_SOURCE EXTRACT:_
Those with Parkinson’s get several benefits from walking: study

An activity as simple as walking can benefit those who have mild to moderate Parkinson’s disease, according to a study published online by Neurology, the medical journal of the American Academy of Neurology. Researchers found that those who regularly walk briskly for exercise may improve their motor function, mood, tiredness, fitness and some aspects of thinking abilities.

“The results of our study suggest that walking may provide a safe and easily accessible way of improving the symptoms of Parkinson’s disease and improve quality of life,” says study author Ergun Y. Uc, MD, of the University of Iowa in Iowa City and the Veterans Affairs Medical Center of Iowa City.

The study included 60 people who took part in sessions of walking at moderate intensity three times a week for 45 minutes per session for six months. The participants wore heart rate monitors and also took tests that measured their motor function, aerobic fitness, mood, tiredness and memory and thinking abilities. The average walking speed was about 2.9 miles per hour, and participants were exercising at 47 percent of their heart rate reserve, which meets the definition of moderate intensity aerobic exercise.

The study found that brisk walking improved motor function and mood by 15 percent, attention/response control scores by 14 percent, reduced tiredness by 11 percent and increased aerobic fitness and gait speed by seven percent.

“People with mild-moderate Parkinson’s who do not have dementia and are able to walk independently without a cane or walker can safely follow the recommended exercise guidelines for healthy adults—which includes 150 minutes per week of moderate intensity aerobic activity—and experience benefits,” Uc says. The study results need to be confirmed in a randomized study with a control group, he adds.

The research was supported primarily by the Department of Veterans Affairs and also by the National Center for Research Resources, the National Institute of Environmental Health Sciences, the Charles W. and Harriet J. Seedorff Family and the National Institutes of Health.

_RECORDS SHOWN:_
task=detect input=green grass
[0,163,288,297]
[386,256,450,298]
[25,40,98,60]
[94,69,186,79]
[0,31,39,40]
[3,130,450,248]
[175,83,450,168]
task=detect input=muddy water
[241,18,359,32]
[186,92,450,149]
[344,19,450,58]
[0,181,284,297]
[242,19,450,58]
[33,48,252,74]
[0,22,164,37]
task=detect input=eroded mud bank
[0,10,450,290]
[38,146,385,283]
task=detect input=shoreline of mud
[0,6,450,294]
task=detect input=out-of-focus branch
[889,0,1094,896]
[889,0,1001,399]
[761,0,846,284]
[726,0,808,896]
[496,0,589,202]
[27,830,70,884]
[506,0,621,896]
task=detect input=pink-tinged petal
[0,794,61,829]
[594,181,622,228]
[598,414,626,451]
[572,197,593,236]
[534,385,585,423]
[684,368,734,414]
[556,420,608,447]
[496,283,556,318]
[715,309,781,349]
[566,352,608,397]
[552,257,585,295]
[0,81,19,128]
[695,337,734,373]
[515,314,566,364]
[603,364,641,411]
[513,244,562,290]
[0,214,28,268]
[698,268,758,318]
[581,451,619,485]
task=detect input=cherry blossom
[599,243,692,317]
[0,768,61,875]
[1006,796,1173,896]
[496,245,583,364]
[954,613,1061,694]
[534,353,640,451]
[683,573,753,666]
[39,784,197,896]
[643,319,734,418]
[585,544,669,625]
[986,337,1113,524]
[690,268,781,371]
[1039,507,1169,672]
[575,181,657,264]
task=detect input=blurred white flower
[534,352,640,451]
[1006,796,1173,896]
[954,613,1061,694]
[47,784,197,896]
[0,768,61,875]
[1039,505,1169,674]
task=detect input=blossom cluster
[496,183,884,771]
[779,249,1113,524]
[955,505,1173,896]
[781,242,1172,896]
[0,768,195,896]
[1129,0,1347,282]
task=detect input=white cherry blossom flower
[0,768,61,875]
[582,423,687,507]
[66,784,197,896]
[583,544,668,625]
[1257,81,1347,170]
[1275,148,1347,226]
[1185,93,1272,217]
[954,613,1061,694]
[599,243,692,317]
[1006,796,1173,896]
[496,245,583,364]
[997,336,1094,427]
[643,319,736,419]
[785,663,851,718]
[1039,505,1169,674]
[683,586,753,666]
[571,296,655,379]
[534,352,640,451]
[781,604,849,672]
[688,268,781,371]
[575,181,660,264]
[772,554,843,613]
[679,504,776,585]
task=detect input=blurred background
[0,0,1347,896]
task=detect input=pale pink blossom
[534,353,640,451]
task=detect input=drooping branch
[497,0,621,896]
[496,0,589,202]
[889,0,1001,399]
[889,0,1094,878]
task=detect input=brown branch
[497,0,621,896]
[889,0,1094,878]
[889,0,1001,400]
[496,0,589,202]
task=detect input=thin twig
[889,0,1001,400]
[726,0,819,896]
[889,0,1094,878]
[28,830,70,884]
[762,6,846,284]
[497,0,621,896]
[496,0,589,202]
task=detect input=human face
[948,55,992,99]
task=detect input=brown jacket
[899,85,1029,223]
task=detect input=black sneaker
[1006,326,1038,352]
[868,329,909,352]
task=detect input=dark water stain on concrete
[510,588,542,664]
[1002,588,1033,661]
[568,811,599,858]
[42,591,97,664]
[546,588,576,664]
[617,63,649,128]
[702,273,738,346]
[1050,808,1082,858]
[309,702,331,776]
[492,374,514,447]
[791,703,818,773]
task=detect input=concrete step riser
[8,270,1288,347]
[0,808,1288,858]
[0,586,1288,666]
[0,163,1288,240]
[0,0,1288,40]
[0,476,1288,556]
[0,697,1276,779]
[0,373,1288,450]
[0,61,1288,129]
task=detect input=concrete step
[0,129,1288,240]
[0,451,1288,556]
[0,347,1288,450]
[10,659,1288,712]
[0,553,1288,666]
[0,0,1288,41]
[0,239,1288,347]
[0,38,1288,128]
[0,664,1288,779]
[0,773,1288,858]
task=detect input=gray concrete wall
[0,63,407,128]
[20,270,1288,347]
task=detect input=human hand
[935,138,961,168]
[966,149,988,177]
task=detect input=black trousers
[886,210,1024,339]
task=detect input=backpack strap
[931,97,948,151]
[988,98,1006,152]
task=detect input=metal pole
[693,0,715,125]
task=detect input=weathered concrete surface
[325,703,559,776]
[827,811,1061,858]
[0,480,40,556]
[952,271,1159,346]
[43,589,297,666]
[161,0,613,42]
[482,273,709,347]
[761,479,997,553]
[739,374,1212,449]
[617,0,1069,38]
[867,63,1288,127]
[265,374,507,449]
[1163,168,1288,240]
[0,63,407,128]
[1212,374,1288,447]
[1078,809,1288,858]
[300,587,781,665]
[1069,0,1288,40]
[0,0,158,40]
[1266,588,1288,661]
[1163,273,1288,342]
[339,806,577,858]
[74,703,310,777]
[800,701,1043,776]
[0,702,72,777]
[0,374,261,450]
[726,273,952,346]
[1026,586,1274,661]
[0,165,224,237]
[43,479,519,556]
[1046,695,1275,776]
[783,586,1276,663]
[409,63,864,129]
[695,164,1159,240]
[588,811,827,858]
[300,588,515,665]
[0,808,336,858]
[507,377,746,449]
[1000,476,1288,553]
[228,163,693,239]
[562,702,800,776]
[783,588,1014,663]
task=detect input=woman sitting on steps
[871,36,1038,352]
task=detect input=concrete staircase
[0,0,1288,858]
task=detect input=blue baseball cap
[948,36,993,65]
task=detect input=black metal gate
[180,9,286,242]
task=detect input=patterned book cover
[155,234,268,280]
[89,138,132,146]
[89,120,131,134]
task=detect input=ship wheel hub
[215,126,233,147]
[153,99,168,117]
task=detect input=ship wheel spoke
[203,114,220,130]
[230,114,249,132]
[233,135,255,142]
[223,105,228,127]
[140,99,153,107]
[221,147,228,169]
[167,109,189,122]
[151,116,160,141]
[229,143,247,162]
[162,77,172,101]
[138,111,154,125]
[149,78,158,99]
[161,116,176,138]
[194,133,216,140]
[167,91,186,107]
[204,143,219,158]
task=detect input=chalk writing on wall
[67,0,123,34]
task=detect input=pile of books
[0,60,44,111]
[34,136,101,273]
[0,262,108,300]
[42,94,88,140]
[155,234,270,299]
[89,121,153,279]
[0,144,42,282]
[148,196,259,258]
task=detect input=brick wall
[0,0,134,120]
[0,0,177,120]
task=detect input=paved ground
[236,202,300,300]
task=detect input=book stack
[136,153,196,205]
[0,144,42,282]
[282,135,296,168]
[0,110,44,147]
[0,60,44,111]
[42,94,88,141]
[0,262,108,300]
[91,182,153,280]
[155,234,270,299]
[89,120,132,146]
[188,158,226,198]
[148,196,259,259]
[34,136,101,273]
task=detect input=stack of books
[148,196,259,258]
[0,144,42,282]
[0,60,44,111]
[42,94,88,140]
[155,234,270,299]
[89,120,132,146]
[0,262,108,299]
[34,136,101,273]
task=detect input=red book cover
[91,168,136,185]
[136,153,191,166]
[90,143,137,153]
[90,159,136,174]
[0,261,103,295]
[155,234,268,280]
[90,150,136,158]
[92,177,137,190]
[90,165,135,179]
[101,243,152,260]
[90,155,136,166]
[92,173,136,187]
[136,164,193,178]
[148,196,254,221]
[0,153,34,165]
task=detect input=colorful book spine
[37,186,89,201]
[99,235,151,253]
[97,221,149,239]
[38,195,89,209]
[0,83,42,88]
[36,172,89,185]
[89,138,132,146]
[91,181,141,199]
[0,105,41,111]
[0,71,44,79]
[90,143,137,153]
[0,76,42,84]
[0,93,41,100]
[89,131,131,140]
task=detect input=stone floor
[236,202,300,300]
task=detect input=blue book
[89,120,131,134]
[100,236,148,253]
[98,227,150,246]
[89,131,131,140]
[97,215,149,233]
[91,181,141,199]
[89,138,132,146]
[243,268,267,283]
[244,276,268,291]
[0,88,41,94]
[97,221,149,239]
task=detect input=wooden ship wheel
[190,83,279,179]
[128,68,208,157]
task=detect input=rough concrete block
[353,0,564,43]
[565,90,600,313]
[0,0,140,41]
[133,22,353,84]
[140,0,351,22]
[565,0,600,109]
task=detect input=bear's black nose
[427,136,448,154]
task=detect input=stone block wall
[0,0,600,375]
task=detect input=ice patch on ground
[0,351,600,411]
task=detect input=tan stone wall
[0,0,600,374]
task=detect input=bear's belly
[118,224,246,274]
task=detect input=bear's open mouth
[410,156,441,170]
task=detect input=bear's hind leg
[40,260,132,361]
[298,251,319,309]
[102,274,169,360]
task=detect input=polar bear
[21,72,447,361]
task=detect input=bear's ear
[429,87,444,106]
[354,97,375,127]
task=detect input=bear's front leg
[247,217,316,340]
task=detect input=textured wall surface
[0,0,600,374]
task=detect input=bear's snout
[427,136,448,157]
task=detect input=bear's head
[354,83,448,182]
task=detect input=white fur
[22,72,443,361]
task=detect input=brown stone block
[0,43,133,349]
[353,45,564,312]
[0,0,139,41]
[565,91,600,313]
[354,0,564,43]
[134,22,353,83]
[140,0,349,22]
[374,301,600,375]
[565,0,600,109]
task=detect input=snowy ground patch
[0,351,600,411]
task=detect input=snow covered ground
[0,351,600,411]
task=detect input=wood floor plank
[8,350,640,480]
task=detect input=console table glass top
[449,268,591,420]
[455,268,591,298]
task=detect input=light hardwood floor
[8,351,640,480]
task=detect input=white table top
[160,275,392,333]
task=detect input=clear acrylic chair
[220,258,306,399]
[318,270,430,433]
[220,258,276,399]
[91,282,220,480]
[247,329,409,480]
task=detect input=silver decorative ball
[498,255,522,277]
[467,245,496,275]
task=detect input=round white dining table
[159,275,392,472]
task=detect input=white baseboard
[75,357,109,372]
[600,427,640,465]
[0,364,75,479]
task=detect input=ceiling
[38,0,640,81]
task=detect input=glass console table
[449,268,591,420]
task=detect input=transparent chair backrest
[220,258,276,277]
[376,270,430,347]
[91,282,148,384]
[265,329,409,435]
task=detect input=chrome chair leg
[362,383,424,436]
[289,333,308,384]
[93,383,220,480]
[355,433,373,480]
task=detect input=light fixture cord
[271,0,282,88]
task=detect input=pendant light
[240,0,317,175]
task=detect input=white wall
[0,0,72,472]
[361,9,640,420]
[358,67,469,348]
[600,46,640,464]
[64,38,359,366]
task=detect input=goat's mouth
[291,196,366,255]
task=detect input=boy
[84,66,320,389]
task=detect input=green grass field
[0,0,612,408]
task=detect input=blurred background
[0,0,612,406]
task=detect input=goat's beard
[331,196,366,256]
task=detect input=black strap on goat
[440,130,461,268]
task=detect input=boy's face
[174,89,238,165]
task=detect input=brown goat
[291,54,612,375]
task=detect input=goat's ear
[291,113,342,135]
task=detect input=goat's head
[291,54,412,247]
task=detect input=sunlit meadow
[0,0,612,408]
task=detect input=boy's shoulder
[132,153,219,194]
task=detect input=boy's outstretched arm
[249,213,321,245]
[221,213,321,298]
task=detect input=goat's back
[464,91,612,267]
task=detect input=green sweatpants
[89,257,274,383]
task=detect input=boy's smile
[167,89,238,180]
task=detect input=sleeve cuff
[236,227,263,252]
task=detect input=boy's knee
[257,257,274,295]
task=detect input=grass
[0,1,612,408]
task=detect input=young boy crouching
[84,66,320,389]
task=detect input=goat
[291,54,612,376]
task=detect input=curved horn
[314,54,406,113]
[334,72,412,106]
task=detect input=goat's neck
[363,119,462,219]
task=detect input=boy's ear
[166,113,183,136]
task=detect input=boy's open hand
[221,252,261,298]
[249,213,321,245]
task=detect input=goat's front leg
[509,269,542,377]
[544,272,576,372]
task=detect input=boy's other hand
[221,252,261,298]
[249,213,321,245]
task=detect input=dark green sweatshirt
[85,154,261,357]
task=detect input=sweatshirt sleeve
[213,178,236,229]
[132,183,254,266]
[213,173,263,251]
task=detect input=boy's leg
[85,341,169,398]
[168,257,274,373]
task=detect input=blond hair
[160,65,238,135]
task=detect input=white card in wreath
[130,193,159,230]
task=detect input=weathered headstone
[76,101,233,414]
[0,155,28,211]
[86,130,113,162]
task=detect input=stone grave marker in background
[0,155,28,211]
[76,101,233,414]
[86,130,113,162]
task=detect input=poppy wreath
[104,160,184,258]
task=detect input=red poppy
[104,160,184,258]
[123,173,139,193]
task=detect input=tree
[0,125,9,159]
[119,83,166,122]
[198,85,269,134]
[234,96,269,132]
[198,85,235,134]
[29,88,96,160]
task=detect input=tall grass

_ASSIGNED TASK:_ Revise the Parkinson's walking study text between "An activity as" and "of thinking abilities.", inclusive, and write that part out again with "briskly" changed to "at a steady pace".

_EXERCISE OUTPUT:_
An activity as simple as walking can benefit those who have mild to moderate Parkinson’s disease, according to a study published online by Neurology, the medical journal of the American Academy of Neurology. Researchers found that those who regularly walk at a steady pace for exercise may improve their motor function, mood, tiredness, fitness and some aspects of thinking abilities.